[TASK GOAL]
Leave out the pictures and repeat the data exactly.

[EXCERPTED RECORDS]
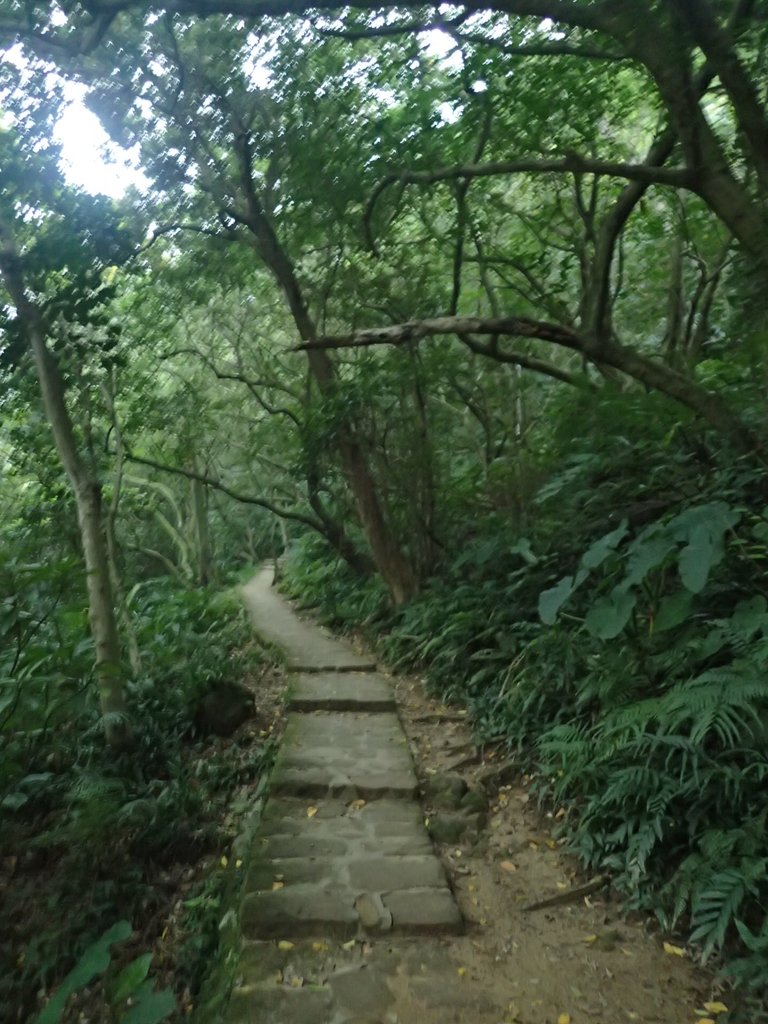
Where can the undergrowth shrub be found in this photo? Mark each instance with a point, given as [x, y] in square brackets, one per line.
[624, 660]
[94, 837]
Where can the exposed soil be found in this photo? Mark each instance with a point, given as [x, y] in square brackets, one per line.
[580, 962]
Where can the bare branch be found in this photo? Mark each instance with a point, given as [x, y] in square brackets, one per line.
[211, 481]
[675, 177]
[414, 331]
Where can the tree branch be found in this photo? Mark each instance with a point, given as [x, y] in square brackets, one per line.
[211, 481]
[677, 177]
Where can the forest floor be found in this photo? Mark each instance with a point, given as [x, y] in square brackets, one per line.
[577, 958]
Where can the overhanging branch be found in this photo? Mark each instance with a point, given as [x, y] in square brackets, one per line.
[211, 481]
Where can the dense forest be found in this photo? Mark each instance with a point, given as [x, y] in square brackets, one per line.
[461, 307]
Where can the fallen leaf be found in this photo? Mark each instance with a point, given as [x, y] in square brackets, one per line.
[673, 950]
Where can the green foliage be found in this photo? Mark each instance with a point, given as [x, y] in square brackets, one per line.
[109, 823]
[643, 709]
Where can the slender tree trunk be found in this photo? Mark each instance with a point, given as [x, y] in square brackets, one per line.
[87, 492]
[113, 548]
[394, 567]
[204, 556]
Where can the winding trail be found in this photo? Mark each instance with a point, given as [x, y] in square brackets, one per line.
[349, 916]
[342, 852]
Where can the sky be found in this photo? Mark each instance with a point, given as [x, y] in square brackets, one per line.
[90, 159]
[92, 162]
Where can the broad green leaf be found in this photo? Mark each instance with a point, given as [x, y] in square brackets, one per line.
[608, 616]
[702, 553]
[94, 961]
[151, 1008]
[599, 551]
[523, 549]
[130, 978]
[644, 556]
[673, 610]
[550, 601]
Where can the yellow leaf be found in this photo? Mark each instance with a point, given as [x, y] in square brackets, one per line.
[673, 950]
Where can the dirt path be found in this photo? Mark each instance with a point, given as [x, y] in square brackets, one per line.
[353, 916]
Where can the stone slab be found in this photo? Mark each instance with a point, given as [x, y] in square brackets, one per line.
[341, 691]
[346, 755]
[424, 910]
[298, 909]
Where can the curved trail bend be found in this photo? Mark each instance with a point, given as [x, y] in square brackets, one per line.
[352, 916]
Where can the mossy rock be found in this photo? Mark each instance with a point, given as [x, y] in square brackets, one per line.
[223, 709]
[445, 791]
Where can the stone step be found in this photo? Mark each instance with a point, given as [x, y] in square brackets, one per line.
[341, 869]
[305, 909]
[341, 663]
[348, 755]
[341, 691]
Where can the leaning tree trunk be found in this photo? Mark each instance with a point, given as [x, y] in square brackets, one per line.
[395, 568]
[87, 493]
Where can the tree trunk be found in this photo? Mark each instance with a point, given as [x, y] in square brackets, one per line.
[204, 556]
[87, 492]
[394, 567]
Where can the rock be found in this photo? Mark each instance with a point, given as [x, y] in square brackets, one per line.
[474, 801]
[445, 791]
[449, 828]
[223, 708]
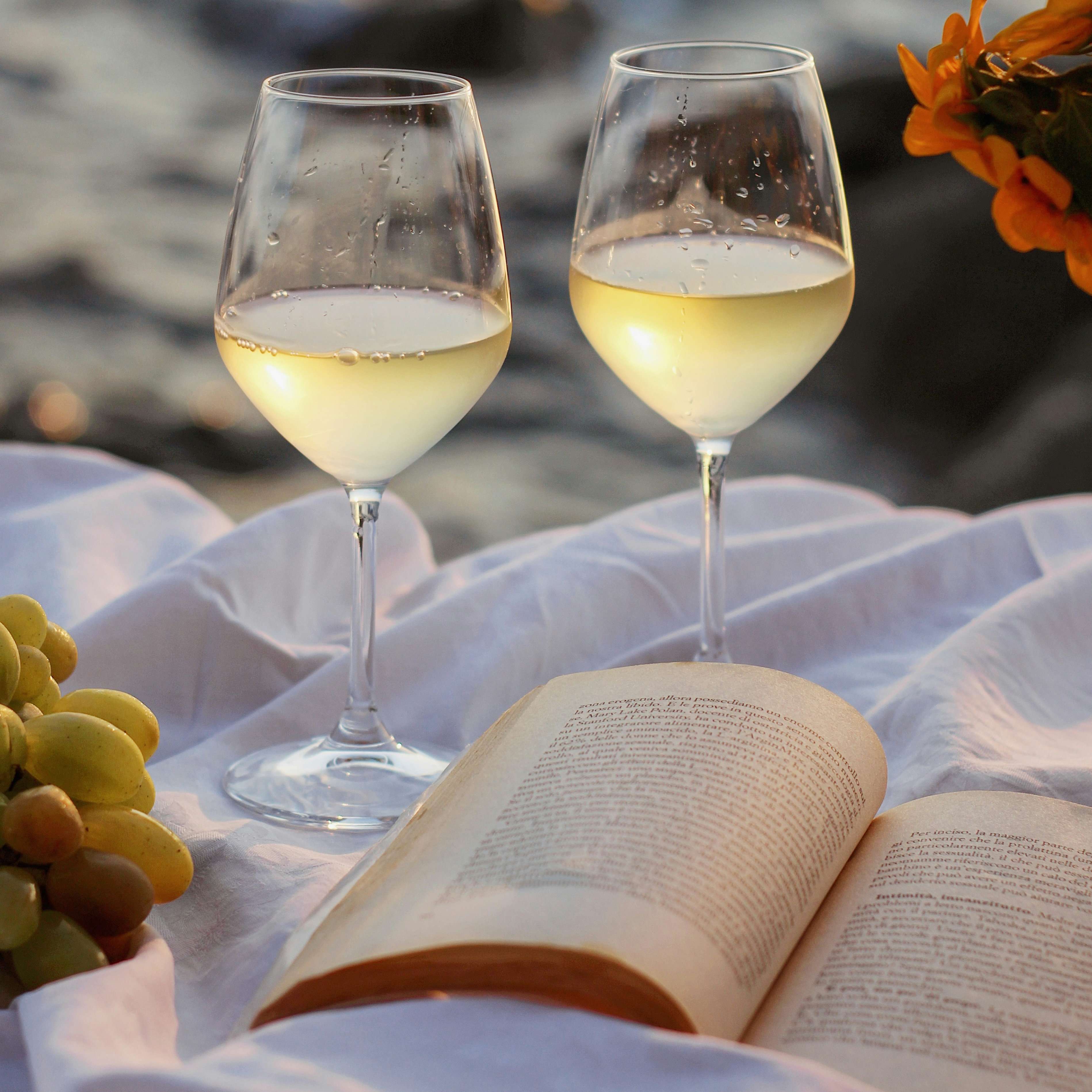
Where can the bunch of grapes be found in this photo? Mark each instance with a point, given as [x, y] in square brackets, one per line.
[81, 861]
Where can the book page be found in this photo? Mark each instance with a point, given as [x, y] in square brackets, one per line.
[683, 819]
[956, 952]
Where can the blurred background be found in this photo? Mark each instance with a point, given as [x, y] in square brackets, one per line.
[963, 377]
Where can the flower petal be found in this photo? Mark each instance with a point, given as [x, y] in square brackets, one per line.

[COMPLETED EXERCISE]
Where can the undergrowth shrub be found in this photo? Mark each instance with a point, given as [x, y] in square brackets, one per line.
[624, 660]
[94, 837]
Where can the exposed soil be found in this photo? Mark each instance with a point, given as [x, y] in square brackets, one per line.
[580, 962]
Where can the bare branch be found in this photo? Mark each instance with a point, given as [x, y] in square brackets, one per line.
[211, 481]
[675, 177]
[414, 331]
Where can the tree branch be found in this photo? Mark each instance with a point, given as [x, y] in square brackets, one per line.
[211, 481]
[677, 177]
Where can the forest floor be found in this photo? Mark each instance with a point, given as [x, y] in square brackets, one per line.
[577, 958]
Where can the overhanging branch be found in this photo? Mark each instance with a point, given as [x, y] in square brackets, one per line.
[211, 481]
Where can the dense forest be found in this photo? Mark each instance with a point, given as [x, y] in square brackets, one per line.
[461, 307]
Where can the fallen leaf be found in this photo? Mark each instance with a point, given as [x, y] in square brackets, one per line.
[673, 950]
Where can the green foliage be found in this photo? Mark each instance with a point, given as [x, y] in square brackets, one per line.
[109, 823]
[643, 709]
Where can the slender tree trunk be found in this photo? Mark each instance with a point, given as [x, y] in square brackets, one per line.
[87, 492]
[113, 548]
[394, 567]
[204, 556]
Where can the winding trail be found in this photo? Mark each instance with a point, given as [x, y] in square brackets, one per line.
[349, 916]
[342, 852]
Where can the sky be found in this photo? Mark each instance with a point, given as [x, y] in square brackets, one per line.
[90, 159]
[92, 162]
Where can the broad green leaf be found in this photo? Mark each instance with a point, given as [x, y] in square brackets, one per line.
[608, 616]
[702, 553]
[94, 961]
[151, 1008]
[599, 551]
[523, 549]
[130, 978]
[644, 556]
[673, 610]
[550, 601]
Where can the yellow leaf be found in this photo? Mark each instance with a point, given as [x, y] in square brackets, one per line.
[673, 950]
Where can the dirt path be found in this photo? Mark each instance with a point, given as [x, y] in square brackets, one per line.
[353, 916]
Where can the stone slab be found in this photo? Mark each instance with a point, given as [x, y] in square brackets, one per line.
[341, 691]
[346, 755]
[424, 910]
[298, 909]
Where can the curved trail bend be found in this photo? Mark each instance with a point, given as [x, y] in square brackets, one per line.
[352, 916]
Where can the mossy rock be found in this photo? Mark each instance with a point, given as [x, y] in square brackets, one per line.
[223, 709]
[445, 791]
Where can the stone step be found in this photo? Mark each instance with a point, given as [x, y] in square brackets, one per line.
[341, 869]
[305, 909]
[341, 663]
[348, 755]
[341, 691]
Where can the leaning tree trunk be found in this photo? Mark each instance with a point, given as [x, y] in square brackets, one per line.
[395, 568]
[87, 493]
Where can the tree trunk be found in this photo? Mark each instance with a point, given as [x, y] in square brackets, one per line.
[204, 556]
[87, 492]
[394, 567]
Where can the rock be found in this photo? Mark each instance with a point, given as [x, y] in square brackets, one per line.
[474, 801]
[445, 791]
[449, 828]
[223, 708]
Where can the bunch of grapes be found in this photo? Mark each instance with a point, given as [x, y] in square brackets, one per line.
[81, 861]
Where can the book page be found in this photo? Mark each instance with a point, given as [x, y] in square brackets, one per line.
[683, 819]
[956, 952]
Where can the blurred background be found in this photo? Mark each instance with a point, given as [x, y] in square brackets, one per line.
[963, 377]
Where can the flower petal be found in this photo? Mark each instance with a point, given as [x, y] in square brackets, one per line.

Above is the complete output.